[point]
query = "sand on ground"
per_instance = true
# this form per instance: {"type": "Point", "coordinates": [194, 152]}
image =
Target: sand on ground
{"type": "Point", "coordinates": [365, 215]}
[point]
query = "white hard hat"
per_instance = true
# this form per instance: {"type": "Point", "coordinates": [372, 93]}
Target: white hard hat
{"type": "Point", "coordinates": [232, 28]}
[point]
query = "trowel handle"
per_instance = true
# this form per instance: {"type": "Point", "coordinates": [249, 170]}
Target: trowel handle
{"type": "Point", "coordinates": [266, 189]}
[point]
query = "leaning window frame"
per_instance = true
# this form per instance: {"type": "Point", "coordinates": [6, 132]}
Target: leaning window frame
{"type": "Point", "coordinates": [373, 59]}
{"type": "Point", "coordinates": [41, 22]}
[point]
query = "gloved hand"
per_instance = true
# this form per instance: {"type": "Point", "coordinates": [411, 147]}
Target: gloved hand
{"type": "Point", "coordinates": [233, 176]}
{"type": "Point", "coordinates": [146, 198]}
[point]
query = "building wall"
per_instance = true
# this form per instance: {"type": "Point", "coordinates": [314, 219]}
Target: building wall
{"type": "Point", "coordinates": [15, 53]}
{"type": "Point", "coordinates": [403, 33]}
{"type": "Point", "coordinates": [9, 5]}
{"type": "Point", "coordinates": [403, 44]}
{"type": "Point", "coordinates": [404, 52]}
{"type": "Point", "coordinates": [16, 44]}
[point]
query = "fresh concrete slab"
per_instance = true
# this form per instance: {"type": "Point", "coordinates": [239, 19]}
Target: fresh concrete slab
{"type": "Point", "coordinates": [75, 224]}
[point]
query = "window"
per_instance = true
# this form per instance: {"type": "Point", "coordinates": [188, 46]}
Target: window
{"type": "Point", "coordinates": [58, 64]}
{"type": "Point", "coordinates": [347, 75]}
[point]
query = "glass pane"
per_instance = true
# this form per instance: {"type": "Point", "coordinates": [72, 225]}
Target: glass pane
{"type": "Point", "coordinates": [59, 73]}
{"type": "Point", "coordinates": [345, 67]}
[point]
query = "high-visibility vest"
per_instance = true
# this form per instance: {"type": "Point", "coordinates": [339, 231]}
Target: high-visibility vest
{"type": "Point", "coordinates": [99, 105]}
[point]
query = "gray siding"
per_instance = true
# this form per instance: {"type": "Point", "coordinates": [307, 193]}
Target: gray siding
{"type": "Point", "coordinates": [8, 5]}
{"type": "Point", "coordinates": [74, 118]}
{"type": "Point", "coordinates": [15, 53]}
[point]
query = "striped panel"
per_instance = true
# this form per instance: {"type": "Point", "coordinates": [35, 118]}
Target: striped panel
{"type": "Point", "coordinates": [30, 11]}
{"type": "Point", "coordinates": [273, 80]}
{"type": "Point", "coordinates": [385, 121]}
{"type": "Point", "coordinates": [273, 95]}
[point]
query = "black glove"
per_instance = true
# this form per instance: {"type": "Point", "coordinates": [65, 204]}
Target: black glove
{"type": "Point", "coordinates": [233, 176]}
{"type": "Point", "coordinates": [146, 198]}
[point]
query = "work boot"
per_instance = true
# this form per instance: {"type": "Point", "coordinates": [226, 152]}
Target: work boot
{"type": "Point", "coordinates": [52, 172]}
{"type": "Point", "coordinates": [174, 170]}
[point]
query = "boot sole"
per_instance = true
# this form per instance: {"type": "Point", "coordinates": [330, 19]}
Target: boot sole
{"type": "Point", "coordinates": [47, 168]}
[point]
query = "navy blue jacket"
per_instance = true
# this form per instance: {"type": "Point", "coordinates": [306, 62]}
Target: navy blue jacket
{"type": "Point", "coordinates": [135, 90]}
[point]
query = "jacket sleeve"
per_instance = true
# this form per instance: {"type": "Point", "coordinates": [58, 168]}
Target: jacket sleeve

++++++

• Challenge:
Return the whole listing exactly.

• Answer to this task:
[point]
query = "sand on ground"
per_instance = true
# this form per instance: {"type": "Point", "coordinates": [194, 152]}
image =
Target: sand on ground
{"type": "Point", "coordinates": [365, 215]}
[point]
query = "white hard hat"
per_instance = true
# this form per instance: {"type": "Point", "coordinates": [372, 93]}
Target: white hard hat
{"type": "Point", "coordinates": [232, 28]}
[point]
query = "trowel handle"
per_instance = true
# this form per instance: {"type": "Point", "coordinates": [249, 170]}
Target: trowel handle
{"type": "Point", "coordinates": [266, 189]}
[point]
query = "leaning window frame"
per_instance = true
# this form per instance: {"type": "Point", "coordinates": [6, 132]}
Target: leaning window frame
{"type": "Point", "coordinates": [373, 59]}
{"type": "Point", "coordinates": [41, 22]}
[point]
query = "gloved hand"
per_instance = true
# this form per instance: {"type": "Point", "coordinates": [411, 147]}
Target: gloved hand
{"type": "Point", "coordinates": [233, 176]}
{"type": "Point", "coordinates": [146, 198]}
[point]
query = "building wall"
per_instance = true
# this form per instance: {"type": "Point", "coordinates": [314, 219]}
Target: building wall
{"type": "Point", "coordinates": [15, 53]}
{"type": "Point", "coordinates": [403, 33]}
{"type": "Point", "coordinates": [9, 5]}
{"type": "Point", "coordinates": [403, 44]}
{"type": "Point", "coordinates": [404, 52]}
{"type": "Point", "coordinates": [16, 44]}
[point]
query = "fresh concrete slab"
per_instance = true
# this form per instance: {"type": "Point", "coordinates": [239, 19]}
Target: fresh concrete slab
{"type": "Point", "coordinates": [75, 224]}
[point]
query = "window"
per_instance = true
# this form per instance: {"type": "Point", "coordinates": [188, 46]}
Target: window
{"type": "Point", "coordinates": [58, 64]}
{"type": "Point", "coordinates": [347, 75]}
[point]
query = "glass pane"
per_instance = true
# this form per instance: {"type": "Point", "coordinates": [72, 225]}
Target: glass pane
{"type": "Point", "coordinates": [59, 73]}
{"type": "Point", "coordinates": [345, 67]}
[point]
query = "high-visibility vest"
per_instance = true
# this form per instance: {"type": "Point", "coordinates": [339, 231]}
Target: high-visibility vest
{"type": "Point", "coordinates": [99, 105]}
[point]
query = "gray siding"
per_instance = true
# this form per instance: {"type": "Point", "coordinates": [307, 193]}
Target: gray siding
{"type": "Point", "coordinates": [8, 5]}
{"type": "Point", "coordinates": [74, 118]}
{"type": "Point", "coordinates": [15, 53]}
[point]
query = "striped panel"
per_instance = true
# this form per instance: {"type": "Point", "coordinates": [35, 118]}
Target: striped panel
{"type": "Point", "coordinates": [30, 11]}
{"type": "Point", "coordinates": [273, 80]}
{"type": "Point", "coordinates": [385, 121]}
{"type": "Point", "coordinates": [273, 95]}
[point]
query = "black glove"
per_instance = true
# this form per instance: {"type": "Point", "coordinates": [65, 204]}
Target: black glove
{"type": "Point", "coordinates": [233, 176]}
{"type": "Point", "coordinates": [146, 198]}
[point]
query = "work boot"
per_instance = true
# this form per instance: {"type": "Point", "coordinates": [226, 152]}
Target: work boot
{"type": "Point", "coordinates": [52, 172]}
{"type": "Point", "coordinates": [174, 170]}
[point]
query = "boot sole"
per_instance = true
# this form per instance: {"type": "Point", "coordinates": [330, 19]}
Target: boot sole
{"type": "Point", "coordinates": [47, 168]}
[point]
query = "navy blue jacket"
per_instance = true
# this form per instance: {"type": "Point", "coordinates": [306, 62]}
Target: navy blue jacket
{"type": "Point", "coordinates": [135, 90]}
[point]
query = "jacket sleeve"
per_instance = true
# this form per instance: {"type": "Point", "coordinates": [58, 168]}
Target: jacket sleeve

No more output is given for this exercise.